Our Research


3D scan of a horse astragalus

A first research strand is the re-analysis of the bones of horses and warhorses from archaeological excavations, across a sample of assemblages held by museums and archives. The use of advanced 3D geometric morphometrics (GMM) techniques will give the work a scientific cutting edge. We hope to identify breed characteristics that might relate to different physical uses of horses and warhorses. Some changes in bone morphology will have genetic foundations related to breeding for particular capabilities, whilst other will be plastic and caused by actual activities during life. We will be able to compare our zooarchaeological findings with the genetic patterns seen through the analyses of the ‘Pegasus’ project.

Material Culture

Examples of medieval horse harness pendants

A second research strand is a comprehensive survey of surviving equine material culture, which comes in several different forms. The Portable Antiquities Scheme (PAS) is producing huge quantities of new information annually on medieval horse gear (especially copper alloy objects found by metal detecting), which we are mapping and analysing alongside other published and unpublished materials, to refine the dating of these objects and to explore changes in their functional and decorative roles. Secondly, we are analysing items of horse armour, which survives from the fifteenth century onwards in museums and other collections, to provide an index of warhorse morphology that can be cross-compared against other sources including the evidence from bones.

Questions to answer —
1 - According to the research overview, from what century onwards does horse armour survive in museums and other collections?
2 - Copy the research overview from "Examples of medieval" to "evidence from bones.".
Answer using only the research overview.

Supplied records —
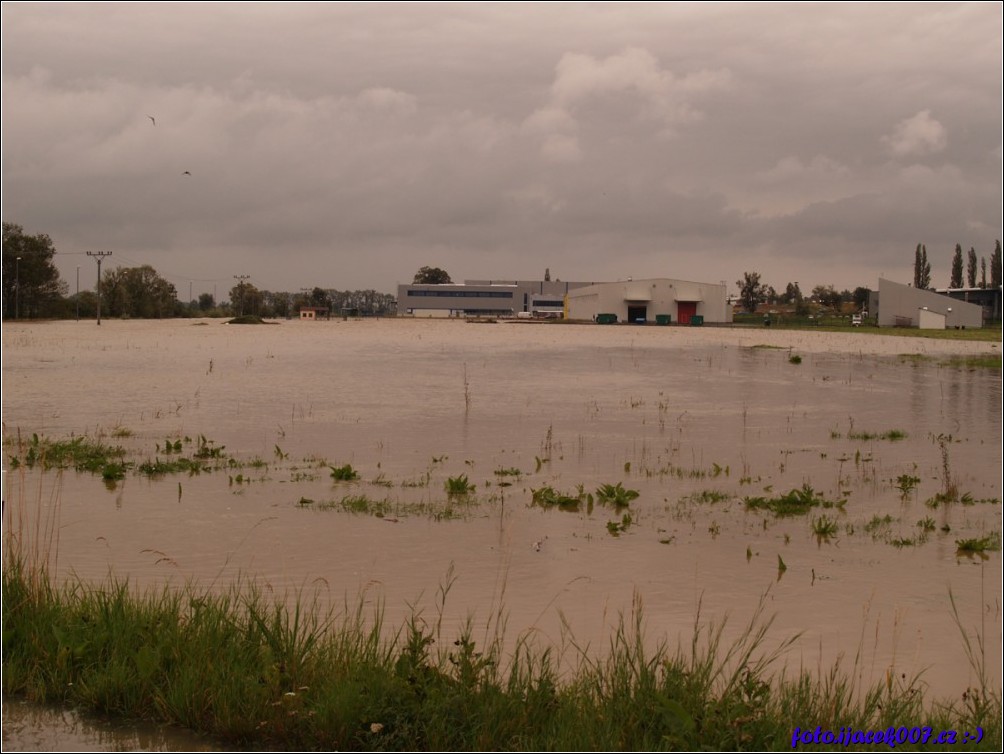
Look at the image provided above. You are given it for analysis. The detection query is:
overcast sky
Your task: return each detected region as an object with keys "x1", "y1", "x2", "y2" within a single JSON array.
[{"x1": 2, "y1": 2, "x2": 1002, "y2": 299}]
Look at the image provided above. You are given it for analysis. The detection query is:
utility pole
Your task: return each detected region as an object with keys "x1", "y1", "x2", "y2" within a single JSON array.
[
  {"x1": 87, "y1": 251, "x2": 111, "y2": 325},
  {"x1": 234, "y1": 275, "x2": 251, "y2": 317}
]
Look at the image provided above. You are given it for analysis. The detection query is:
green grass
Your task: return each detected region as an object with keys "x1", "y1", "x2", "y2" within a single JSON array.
[
  {"x1": 955, "y1": 531, "x2": 1001, "y2": 555},
  {"x1": 6, "y1": 434, "x2": 127, "y2": 474},
  {"x1": 596, "y1": 482, "x2": 639, "y2": 511},
  {"x1": 327, "y1": 464, "x2": 359, "y2": 482},
  {"x1": 443, "y1": 474, "x2": 474, "y2": 497},
  {"x1": 744, "y1": 484, "x2": 846, "y2": 518},
  {"x1": 2, "y1": 553, "x2": 1001, "y2": 751},
  {"x1": 899, "y1": 353, "x2": 1002, "y2": 370},
  {"x1": 530, "y1": 486, "x2": 585, "y2": 513}
]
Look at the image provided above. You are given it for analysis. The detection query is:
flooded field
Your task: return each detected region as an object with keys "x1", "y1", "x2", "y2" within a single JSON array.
[{"x1": 3, "y1": 320, "x2": 1002, "y2": 743}]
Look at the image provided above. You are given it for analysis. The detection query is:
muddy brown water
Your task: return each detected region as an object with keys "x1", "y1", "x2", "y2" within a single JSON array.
[{"x1": 3, "y1": 320, "x2": 1002, "y2": 748}]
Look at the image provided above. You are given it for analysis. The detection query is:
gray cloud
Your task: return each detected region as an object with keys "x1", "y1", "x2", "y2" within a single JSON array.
[{"x1": 2, "y1": 3, "x2": 1002, "y2": 293}]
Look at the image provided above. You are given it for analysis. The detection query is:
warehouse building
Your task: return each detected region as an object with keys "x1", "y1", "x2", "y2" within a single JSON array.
[
  {"x1": 870, "y1": 278, "x2": 983, "y2": 330},
  {"x1": 566, "y1": 278, "x2": 732, "y2": 324},
  {"x1": 398, "y1": 280, "x2": 592, "y2": 317}
]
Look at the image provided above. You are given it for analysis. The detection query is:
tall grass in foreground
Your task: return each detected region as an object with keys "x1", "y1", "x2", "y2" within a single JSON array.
[{"x1": 3, "y1": 548, "x2": 1001, "y2": 750}]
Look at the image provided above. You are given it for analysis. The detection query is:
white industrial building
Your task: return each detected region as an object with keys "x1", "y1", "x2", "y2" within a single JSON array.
[
  {"x1": 871, "y1": 278, "x2": 983, "y2": 330},
  {"x1": 565, "y1": 278, "x2": 732, "y2": 324}
]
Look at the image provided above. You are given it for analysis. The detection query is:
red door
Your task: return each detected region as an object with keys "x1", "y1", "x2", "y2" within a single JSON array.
[{"x1": 677, "y1": 301, "x2": 697, "y2": 324}]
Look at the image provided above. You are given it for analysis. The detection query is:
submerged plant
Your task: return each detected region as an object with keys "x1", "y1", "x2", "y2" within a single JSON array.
[
  {"x1": 530, "y1": 487, "x2": 583, "y2": 513},
  {"x1": 955, "y1": 531, "x2": 1001, "y2": 555},
  {"x1": 327, "y1": 464, "x2": 359, "y2": 482},
  {"x1": 745, "y1": 483, "x2": 847, "y2": 518},
  {"x1": 596, "y1": 482, "x2": 639, "y2": 510},
  {"x1": 896, "y1": 474, "x2": 921, "y2": 497},
  {"x1": 444, "y1": 474, "x2": 474, "y2": 497}
]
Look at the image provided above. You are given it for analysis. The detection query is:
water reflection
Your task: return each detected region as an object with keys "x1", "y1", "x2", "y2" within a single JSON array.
[
  {"x1": 3, "y1": 700, "x2": 222, "y2": 751},
  {"x1": 2, "y1": 321, "x2": 1001, "y2": 714}
]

Answer section —
1 - From the fifteenth century onwards.

2 -
Examples of medieval horse harness pendants

A second research strand is a comprehensive survey of surviving equine material culture, which comes in several different forms. The Portable Antiquities Scheme (PAS) is producing huge quantities of new information annually on medieval horse gear (especially copper alloy objects found by metal detecting), which we are mapping and analysing alongside other published and unpublished materials, to refine the dating of these objects and to explore changes in their functional and decorative roles. Secondly, we are analysing items of horse armour, which survives from the fifteenth century onwards in museums and other collections, to provide an index of warhorse morphology that can be cross-compared against other sources including the evidence from bones.